Věra Idan

* 1926

  • “Those who came to Auschwitz wrote back: 'I met…' and named someone who died long time ago. People [in Terezín] did not understand what they were writing. Those who were in charge of Terezín must have known but they didn't speak about it. We knew that we were going nowhere better, but we thought: ‘What’s the matter? We know how to work, so what could happen? We will just get a harder job’.”

  • “By early 1939 my mother wanted to flee. It was possible to get to Poland through mines and then continue further. My father had a cousin who lived in England and who was rich. He would have sent us the flight ticket to England, not saying a word. My father said: ‘I will not leave Czechia with two small kids and a bag on my shoulders. Nothing can happen here.' That was my father. A few months later he was deported to Nisko. He wasn’t the only one thinking this way. Because of the culture, the writers, Beethoven, Mozart… how could they? That was unthinkable. They [my father and others] were blinded.“

  • “I do not remember at all who gave us the tickets for a concert or a theater, for the Brundibár show or for opera. I remember that I went to see an opera with cucumbers which I had stolen in the staff’s garden. I carried them in my bra, one on each side, and sometimes also in my pants. Of course, at a concert, you are squeezed in between a lot of people. Someone who stood in front of me turned around and said: ‘Ouch, what do you have there?' And, I could not tell him that I was carrying cucumbers."

* **WRITTEN INSTRUCTION**
According to the Věra Idan testimony, where was the father deported a few months after refusing to leave? The lines that come after this are separate material and are not connected to the text.

* **DATA SECTION**
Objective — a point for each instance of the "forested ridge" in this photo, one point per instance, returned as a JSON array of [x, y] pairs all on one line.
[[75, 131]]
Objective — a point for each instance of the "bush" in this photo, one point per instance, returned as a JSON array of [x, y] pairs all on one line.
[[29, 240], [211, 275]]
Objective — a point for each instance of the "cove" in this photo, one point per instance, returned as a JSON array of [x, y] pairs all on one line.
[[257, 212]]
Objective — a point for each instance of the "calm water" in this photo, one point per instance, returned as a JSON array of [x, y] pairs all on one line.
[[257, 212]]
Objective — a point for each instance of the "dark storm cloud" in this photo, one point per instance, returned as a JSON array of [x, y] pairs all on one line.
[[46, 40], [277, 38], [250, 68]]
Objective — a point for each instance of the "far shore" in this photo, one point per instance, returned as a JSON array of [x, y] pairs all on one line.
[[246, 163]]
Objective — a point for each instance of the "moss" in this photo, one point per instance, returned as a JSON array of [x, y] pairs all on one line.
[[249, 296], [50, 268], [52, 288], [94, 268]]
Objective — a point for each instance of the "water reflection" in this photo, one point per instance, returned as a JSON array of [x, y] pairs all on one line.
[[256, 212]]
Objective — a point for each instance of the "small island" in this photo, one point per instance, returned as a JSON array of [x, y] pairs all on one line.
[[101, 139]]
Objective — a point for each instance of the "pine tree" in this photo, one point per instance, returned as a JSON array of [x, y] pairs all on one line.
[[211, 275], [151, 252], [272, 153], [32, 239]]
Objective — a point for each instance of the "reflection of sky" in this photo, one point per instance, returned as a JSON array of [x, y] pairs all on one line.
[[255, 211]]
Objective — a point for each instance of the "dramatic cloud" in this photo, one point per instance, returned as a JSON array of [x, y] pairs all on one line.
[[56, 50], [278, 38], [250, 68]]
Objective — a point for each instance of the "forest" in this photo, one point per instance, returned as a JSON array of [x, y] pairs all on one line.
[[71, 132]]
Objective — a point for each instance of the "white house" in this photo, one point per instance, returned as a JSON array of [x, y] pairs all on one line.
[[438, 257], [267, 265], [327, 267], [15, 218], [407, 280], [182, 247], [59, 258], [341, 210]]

* **EXERCISE SOLUTION**
He was deported to Nisko.